Texte extrait:
━━━━━━━━━━━━━━━━

La banque Sarasin, l'un des établissements bancaires privés les plus renommés de Suisse, remonte à la société Riggenbach & Cie, dont Alfred Sarasin reprit la direction en 1893. L'entreprise s'appela A. Sarasin & Cie en 1900, puis Banque Sarasin & Cie en 1987. Jusqu'au début du XXIe siècle, des représentants de la famille faisaient encore partie de sa direction. Alfred E. Sarasin, associé et directeur, présida l'Association suisse des banquiers de 1965 à 1986. Transformée en société anonyme en 2002, la banque est depuis 2011 majoritairement détenue par le groupe brésilien Safra sous la raison sociale Banque J. Safra Sarasin.

━━━━━━━━━━━━━━━━

Données fournies:
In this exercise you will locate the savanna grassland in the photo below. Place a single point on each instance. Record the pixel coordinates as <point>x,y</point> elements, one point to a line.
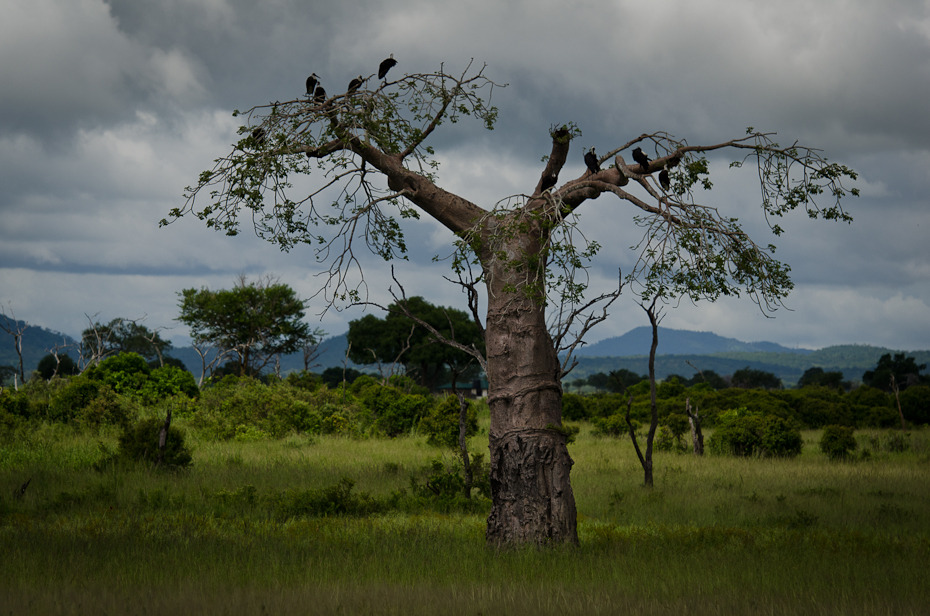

━━━━━━━━━━━━━━━━

Exercice:
Reproduisez mot pour mot le passage du texte sur la banque Sarasin qui va de « La banque Sarasin, l'un » à « J. Safra Sarasin. ».

Résultat:
La banque Sarasin, l'un des établissements bancaires privés les plus renommés de Suisse, remonte à la société Riggenbach & Cie, dont Alfred Sarasin reprit la direction en 1893. L'entreprise s'appela A. Sarasin & Cie en 1900, puis Banque Sarasin & Cie en 1987. Jusqu'au début du XXIe siècle, des représentants de la famille faisaient encore partie de sa direction. Alfred E. Sarasin, associé et directeur, présida l'Association suisse des banquiers de 1965 à 1986. Transformée en société anonyme en 2002, la banque est depuis 2011 majoritairement détenue par le groupe brésilien Safra sous la raison sociale Banque J. Safra Sarasin.